● **DIRECTIONS FOR THIS TASK**: Copy the following records word for word, with no changes.

● **Rows from a box-labeling dataset**:
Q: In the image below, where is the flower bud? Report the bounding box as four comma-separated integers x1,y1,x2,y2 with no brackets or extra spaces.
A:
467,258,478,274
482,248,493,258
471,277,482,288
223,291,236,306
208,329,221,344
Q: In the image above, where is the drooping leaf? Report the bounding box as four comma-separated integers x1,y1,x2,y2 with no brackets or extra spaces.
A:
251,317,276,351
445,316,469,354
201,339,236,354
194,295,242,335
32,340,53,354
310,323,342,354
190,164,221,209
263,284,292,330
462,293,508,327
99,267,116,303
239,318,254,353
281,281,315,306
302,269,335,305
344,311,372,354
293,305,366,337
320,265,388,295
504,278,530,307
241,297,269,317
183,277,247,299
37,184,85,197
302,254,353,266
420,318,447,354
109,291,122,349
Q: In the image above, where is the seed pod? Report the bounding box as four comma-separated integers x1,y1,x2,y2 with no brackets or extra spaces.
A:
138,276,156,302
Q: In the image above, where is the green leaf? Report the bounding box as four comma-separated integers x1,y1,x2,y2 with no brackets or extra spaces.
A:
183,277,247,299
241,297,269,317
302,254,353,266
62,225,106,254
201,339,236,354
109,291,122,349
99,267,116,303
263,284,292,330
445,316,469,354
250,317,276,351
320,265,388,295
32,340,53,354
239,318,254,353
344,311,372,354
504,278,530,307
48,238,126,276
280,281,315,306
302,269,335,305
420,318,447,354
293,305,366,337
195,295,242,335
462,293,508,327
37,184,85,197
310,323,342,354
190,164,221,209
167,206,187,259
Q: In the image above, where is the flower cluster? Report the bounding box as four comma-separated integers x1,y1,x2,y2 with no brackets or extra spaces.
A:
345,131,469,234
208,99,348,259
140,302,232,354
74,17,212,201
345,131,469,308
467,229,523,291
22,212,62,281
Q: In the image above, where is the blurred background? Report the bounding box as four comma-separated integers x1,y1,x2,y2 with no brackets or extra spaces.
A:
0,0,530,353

● **RESULT**:
Q: In the image below, where is the flower bud? Report the bounding box as four comma-separated integers x1,y1,x2,y2 with no brackets or extra spaces.
A:
467,258,478,274
482,248,493,258
471,277,482,288
223,291,236,306
208,329,221,344
Q: In the image above, where is the drooping leaf? Report the bounding box as four comma-separated integers x1,y1,x2,y2 with no brackets or extra spaces.
A:
251,317,276,351
445,316,469,354
201,339,236,354
194,295,242,335
32,340,53,354
310,323,342,354
190,164,221,209
263,284,292,330
462,293,508,327
99,267,116,303
239,318,254,353
281,281,315,306
302,269,335,305
344,311,372,354
293,305,366,337
320,265,388,295
504,278,530,307
241,297,269,317
183,277,247,299
37,184,85,197
302,254,353,266
420,318,447,354
109,291,122,349
Q: In the image above, where is the seed pod? Report the bounding box as four comma-separated integers x1,y1,x2,y2 with no brackets or extra spaces.
A:
138,276,156,302
Q: In the image above, where is the green leaf? Report the bounding box as four comma-separated integers x1,y1,x2,y2 with no brackets or extra spaces.
A:
183,277,247,299
241,297,269,317
302,254,353,266
62,225,106,254
201,339,236,354
109,291,122,349
99,267,116,303
263,284,292,330
445,316,469,354
250,317,276,351
320,265,388,295
32,340,53,354
239,318,254,353
344,311,372,354
504,278,530,307
48,238,126,276
280,281,315,306
302,269,335,305
420,318,447,354
293,305,366,337
195,295,242,335
462,293,508,327
37,184,85,197
310,323,342,354
190,164,221,209
167,206,187,259
Q: In the image above, where is the flower cluster? Report the bounding box as four comma-separated integers x1,y1,x2,y2 with no brackets or extra spaces.
A:
345,131,469,234
208,99,348,259
140,302,232,354
74,17,212,201
345,131,469,308
467,229,523,291
22,212,62,281
Q: In the image above, where is the blurred background? Report the bounding box as four comma-separated integers x1,y1,x2,y2 with no brackets or extra spaces.
A:
0,0,530,353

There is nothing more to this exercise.